Esas No: 2007/8617
Karar No: 2008/947
Yargıtay 2. Hukuk Dairesi 2007/8617 Esas 2008/947 Karar Sayılı İlamı
"İçtihat Metni"
MAHKEMESİ :Kartal 1. Aile Mahkemesi
TARİHİ :21.2.2007
NUMARASI :Esas no:2006/908 Karar no:2007/104
Taraflar arasındaki davanın yapılan muhakemesi sonunda mahalli mahkemece verilen ve yukarıda tarih numarası gösterilen hükmün temyizen mürafaa icrası suretiyle tetkiki istenilmekle duruşma için tayin olunan bugün *temyiz eden G. K.. vekili Avukat Ü. A.. geldi. Karşı taraf tebligata rağmen gelmedi. Gelenin konuşması dinlendikten sonra işin incelenerek karara bağlanması için duruşmadan sonraya bırakılması uygun görüldü. Bugün dosyadaki bütün kağıtlar okunup gereği görüşülüp düşünüldü.
Taraflar 8.7.1998 tarihinde evlenmişler, davalı koca tarafından Kartal 3. Aile Mahkemesinin 2005/534 esas 449 karar sayılı dosyası üzerinden açılan boşanma davası red ile sonuçlanmıştır.İş bu red kararı 17.5.2006 tarihinde kesinleşmiş olup taraflar halen evlidir.
4721 Sayılı Türk Medeni Kanunu 01.01.2002 tarihinde yürürlüğe girmiş, yeni kanunun 194, 240, 254, 279 ve 652. maddelerinde “Aile Konutu” adı altında yeni bir hukuki kavram getirilmiştir. Türk Medeni Kanunun 194/1. maddesi “eşlerden biri diğer eşin açıkça rızası bulunmadıkça, aile konutu ile ilgili kira sözleşmesini feshedemez. aile konutunu devredemez veya aile konutu üzerindeki hakları sınırlayamaz” hükmünü içermektedir.Bu düzenleme ile tapu sicilinde konutun maliki olarak görülen eşin, hukuki işlem özgürlüğü,diğer eşin katılmasına ve onamına bağlanmıştır.Amaç, aile konutunun ve bu konutla ilgili kanuni hakların koruma altına alınmasıdır.Bu koruma, evlilik birliği devam ettiği sürece ve 4721 Sayılı Kanunun yürürlüğe giriş tarihi olan 01.01.2002 den önceki edinilmiş aile konutları içinde geçerlidir.

_ _ _

Çalışma Talimatları:
1. Yargıtay kararına göre taraflar hangi tarihte evlenmiştir?
2. Yargıtay kararında "4721 Sayılı Türk" sözcükleriyle açılıp "konutları içinde geçerlidir." sözcükleriyle kapanan kısmı, "feshedemez" yerine "sona erdiremez" koyarak yeniden yazın.

Verilen Malzeme:

_ _ _

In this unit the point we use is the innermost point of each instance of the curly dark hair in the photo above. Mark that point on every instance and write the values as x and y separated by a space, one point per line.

_ _ _

Soruların Cevapları:
1. Taraflar 8.7.1998 tarihinde evlenmiştir.

2.
4721 Sayılı Türk Medeni Kanunu 01.01.2002 tarihinde yürürlüğe girmiş, yeni kanunun 194, 240, 254, 279 ve 652. maddelerinde “Aile Konutu” adı altında yeni bir hukuki kavram getirilmiştir. Türk Medeni Kanunun 194/1. maddesi “eşlerden biri diğer eşin açıkça rızası bulunmadıkça, aile konutu ile ilgili kira sözleşmesini sona erdiremez. aile konutunu devredemez veya aile konutu üzerindeki hakları sınırlayamaz” hükmünü içermektedir.Bu düzenleme ile tapu sicilinde konutun maliki olarak görülen eşin, hukuki işlem özgürlüğü,diğer eşin katılmasına ve onamına bağlanmıştır.Amaç, aile konutunun ve bu konutla ilgili kanuni hakların koruma altına alınmasıdır.Bu koruma, evlilik birliği devam ettiği sürece ve 4721 Sayılı Kanunun yürürlüğe giriş tarihi olan 01.01.2002 den önceki edinilmiş aile konutları içinde geçerlidir.